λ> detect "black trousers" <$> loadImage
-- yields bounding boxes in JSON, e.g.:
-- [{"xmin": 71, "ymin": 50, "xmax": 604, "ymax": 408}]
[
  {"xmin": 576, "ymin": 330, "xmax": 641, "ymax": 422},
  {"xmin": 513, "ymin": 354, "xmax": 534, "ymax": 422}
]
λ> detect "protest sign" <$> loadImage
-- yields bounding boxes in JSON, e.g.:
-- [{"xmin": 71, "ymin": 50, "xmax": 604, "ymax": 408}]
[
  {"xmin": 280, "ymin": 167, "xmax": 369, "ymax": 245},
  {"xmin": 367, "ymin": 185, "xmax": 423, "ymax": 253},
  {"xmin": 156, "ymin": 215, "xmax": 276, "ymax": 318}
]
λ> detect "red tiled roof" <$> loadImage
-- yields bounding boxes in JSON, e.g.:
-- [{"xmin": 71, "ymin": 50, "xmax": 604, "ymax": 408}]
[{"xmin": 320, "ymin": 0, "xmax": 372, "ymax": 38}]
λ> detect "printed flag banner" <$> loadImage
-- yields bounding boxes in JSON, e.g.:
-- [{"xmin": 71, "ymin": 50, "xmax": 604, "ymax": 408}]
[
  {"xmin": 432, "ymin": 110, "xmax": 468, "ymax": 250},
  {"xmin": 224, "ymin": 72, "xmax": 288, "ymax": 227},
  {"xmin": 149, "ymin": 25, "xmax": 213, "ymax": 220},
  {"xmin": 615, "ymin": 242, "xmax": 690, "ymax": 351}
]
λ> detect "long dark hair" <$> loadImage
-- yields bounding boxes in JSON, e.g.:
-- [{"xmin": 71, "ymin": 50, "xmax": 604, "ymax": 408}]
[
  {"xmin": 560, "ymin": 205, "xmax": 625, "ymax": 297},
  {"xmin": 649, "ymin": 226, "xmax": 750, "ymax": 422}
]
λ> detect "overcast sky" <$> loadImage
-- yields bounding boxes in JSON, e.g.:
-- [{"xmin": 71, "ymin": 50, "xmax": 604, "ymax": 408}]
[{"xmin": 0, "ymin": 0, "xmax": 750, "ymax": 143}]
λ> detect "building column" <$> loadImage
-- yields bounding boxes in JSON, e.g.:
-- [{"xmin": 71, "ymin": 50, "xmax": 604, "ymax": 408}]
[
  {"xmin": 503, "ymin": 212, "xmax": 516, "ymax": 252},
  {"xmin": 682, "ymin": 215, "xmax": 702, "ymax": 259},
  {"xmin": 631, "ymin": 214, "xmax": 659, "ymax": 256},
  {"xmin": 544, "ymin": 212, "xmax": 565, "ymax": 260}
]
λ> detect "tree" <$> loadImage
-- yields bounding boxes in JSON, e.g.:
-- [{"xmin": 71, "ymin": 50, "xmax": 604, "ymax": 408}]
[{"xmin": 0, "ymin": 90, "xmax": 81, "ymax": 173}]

COMPITO. Riscrivi tutte le righe qui sopra sostituendo ogni "yields" con "returns" e lasciando invariato tutto il resto.

SOLUZIONE SCRITTA.
λ> detect "black trousers" <$> loadImage
-- returns bounding boxes in JSON, e.g.:
-- [{"xmin": 71, "ymin": 50, "xmax": 604, "ymax": 408}]
[
  {"xmin": 576, "ymin": 330, "xmax": 641, "ymax": 422},
  {"xmin": 513, "ymin": 354, "xmax": 534, "ymax": 422}
]
λ> detect "protest sign" <$> loadImage
-- returns bounding boxes in JSON, e.g.:
-- [{"xmin": 71, "ymin": 50, "xmax": 604, "ymax": 408}]
[
  {"xmin": 280, "ymin": 167, "xmax": 369, "ymax": 245},
  {"xmin": 367, "ymin": 185, "xmax": 423, "ymax": 253},
  {"xmin": 156, "ymin": 215, "xmax": 276, "ymax": 318}
]
λ> detect "red tiled roof" <$> loadImage
-- returns bounding boxes in JSON, e.g.:
-- [{"xmin": 71, "ymin": 50, "xmax": 604, "ymax": 408}]
[{"xmin": 320, "ymin": 0, "xmax": 372, "ymax": 38}]
λ> detect "printed flag banner" <$> loadImage
-- returns bounding boxes in JSON, e.g.:
-- [{"xmin": 71, "ymin": 50, "xmax": 604, "ymax": 408}]
[
  {"xmin": 432, "ymin": 110, "xmax": 468, "ymax": 250},
  {"xmin": 224, "ymin": 72, "xmax": 288, "ymax": 227},
  {"xmin": 149, "ymin": 25, "xmax": 213, "ymax": 220},
  {"xmin": 615, "ymin": 242, "xmax": 690, "ymax": 351}
]
λ> detect "long dark hair" <$> loadImage
-- returns bounding boxes in JSON, e.g.:
-- [{"xmin": 71, "ymin": 50, "xmax": 604, "ymax": 408}]
[
  {"xmin": 560, "ymin": 205, "xmax": 625, "ymax": 297},
  {"xmin": 649, "ymin": 226, "xmax": 750, "ymax": 422}
]
λ> detect "overcast sky" <$> loadImage
-- returns bounding boxes in JSON, e.g.:
-- [{"xmin": 71, "ymin": 50, "xmax": 604, "ymax": 408}]
[{"xmin": 0, "ymin": 0, "xmax": 750, "ymax": 143}]
λ> detect "building column" <$> loadImage
-- returns bounding boxes in JSON, e.g.:
-- [{"xmin": 71, "ymin": 50, "xmax": 604, "ymax": 408}]
[
  {"xmin": 503, "ymin": 212, "xmax": 516, "ymax": 252},
  {"xmin": 682, "ymin": 215, "xmax": 702, "ymax": 259},
  {"xmin": 631, "ymin": 214, "xmax": 659, "ymax": 256},
  {"xmin": 544, "ymin": 212, "xmax": 565, "ymax": 260}
]
λ> detect "tree" <$> loadImage
-- returns bounding boxes in JSON, e.g.:
-- [{"xmin": 71, "ymin": 50, "xmax": 604, "ymax": 408}]
[{"xmin": 0, "ymin": 90, "xmax": 81, "ymax": 173}]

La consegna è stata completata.